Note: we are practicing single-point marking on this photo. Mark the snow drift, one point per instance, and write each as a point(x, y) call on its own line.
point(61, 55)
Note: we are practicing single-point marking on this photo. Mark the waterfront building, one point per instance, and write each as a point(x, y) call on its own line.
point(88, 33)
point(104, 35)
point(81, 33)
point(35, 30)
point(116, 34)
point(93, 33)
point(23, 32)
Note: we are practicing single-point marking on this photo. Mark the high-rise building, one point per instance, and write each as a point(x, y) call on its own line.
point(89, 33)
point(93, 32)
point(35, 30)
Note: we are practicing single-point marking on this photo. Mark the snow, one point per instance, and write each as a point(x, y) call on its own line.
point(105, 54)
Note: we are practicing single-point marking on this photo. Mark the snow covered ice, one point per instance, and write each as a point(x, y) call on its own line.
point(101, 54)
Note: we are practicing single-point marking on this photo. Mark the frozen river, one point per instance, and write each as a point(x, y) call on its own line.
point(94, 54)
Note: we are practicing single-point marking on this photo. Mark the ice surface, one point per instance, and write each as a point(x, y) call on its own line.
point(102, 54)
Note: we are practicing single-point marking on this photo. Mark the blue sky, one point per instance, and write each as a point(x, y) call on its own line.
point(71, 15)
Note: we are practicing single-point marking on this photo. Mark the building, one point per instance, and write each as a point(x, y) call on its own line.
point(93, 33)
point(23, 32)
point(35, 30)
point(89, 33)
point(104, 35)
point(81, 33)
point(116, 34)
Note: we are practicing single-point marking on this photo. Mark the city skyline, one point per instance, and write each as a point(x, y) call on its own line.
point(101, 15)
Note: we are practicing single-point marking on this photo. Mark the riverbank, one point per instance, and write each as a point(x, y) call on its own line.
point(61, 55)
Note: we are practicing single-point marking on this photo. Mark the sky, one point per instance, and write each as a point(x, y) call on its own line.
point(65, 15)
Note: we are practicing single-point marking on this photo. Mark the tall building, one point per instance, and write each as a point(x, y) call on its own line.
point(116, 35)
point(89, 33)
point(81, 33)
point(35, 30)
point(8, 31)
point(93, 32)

....

» **EXERCISE DETAILS**
Copy all of the records above again, word for word, with every line in its original order.

» **RIGHT ANSWER**
Note: we are practicing single-point marking on this photo. Mark the snow drift, one point per instance, and write each as a point(x, y) call on its own line.
point(61, 55)
Note: we are practicing single-point marking on this photo. Mark the waterfront building, one point per instance, and write each as a point(x, y) call on its own line.
point(88, 33)
point(104, 35)
point(81, 33)
point(35, 30)
point(116, 34)
point(93, 33)
point(23, 32)
Note: we are practicing single-point marking on this photo. Mark the high-rise building, one point per instance, and write each as a point(x, y) call on its own line.
point(89, 33)
point(93, 32)
point(35, 30)
Note: we are practicing single-point marking on this photo. Mark the snow, one point per instance, and write each as a point(x, y) call on its own line.
point(105, 54)
Note: we are practicing single-point marking on this photo. Mark the snow covered ice, one point per instance, and write each as a point(x, y) call on its own line.
point(101, 54)
Note: we are practicing single-point marking on this photo. Mark the frozen river, one point per instance, and write each as a point(x, y) call on its own line.
point(94, 54)
Note: we are practicing single-point marking on this photo. Mark the ice surface, one point per instance, and write each as a point(x, y) call on its own line.
point(102, 54)
Note: we are practicing single-point marking on this photo. Mark the blue sky, one point per instance, and write each as a point(x, y) call on its own line.
point(71, 15)
Note: we are practicing single-point marking on this photo. Mark the building, one point per instance, and write each as a point(x, y) call on its own line.
point(93, 33)
point(23, 32)
point(35, 30)
point(89, 33)
point(104, 35)
point(81, 33)
point(116, 34)
Note: we are practicing single-point marking on this photo. Mark the city skyline, one point per instance, and write each as a point(x, y) call on its own line.
point(101, 15)
Note: we are practicing single-point marking on this photo. Mark the riverbank, one point per instance, and write each as a point(x, y) call on its own line.
point(61, 55)
Note: we are practicing single-point marking on this photo. Mark the sky, one point per instance, and write each as a point(x, y) call on its own line.
point(65, 15)
Note: we are practicing single-point marking on this photo. Mark the tall building, one point per instance, and write each as a point(x, y) call on its own line.
point(116, 35)
point(89, 33)
point(81, 33)
point(35, 30)
point(8, 31)
point(93, 32)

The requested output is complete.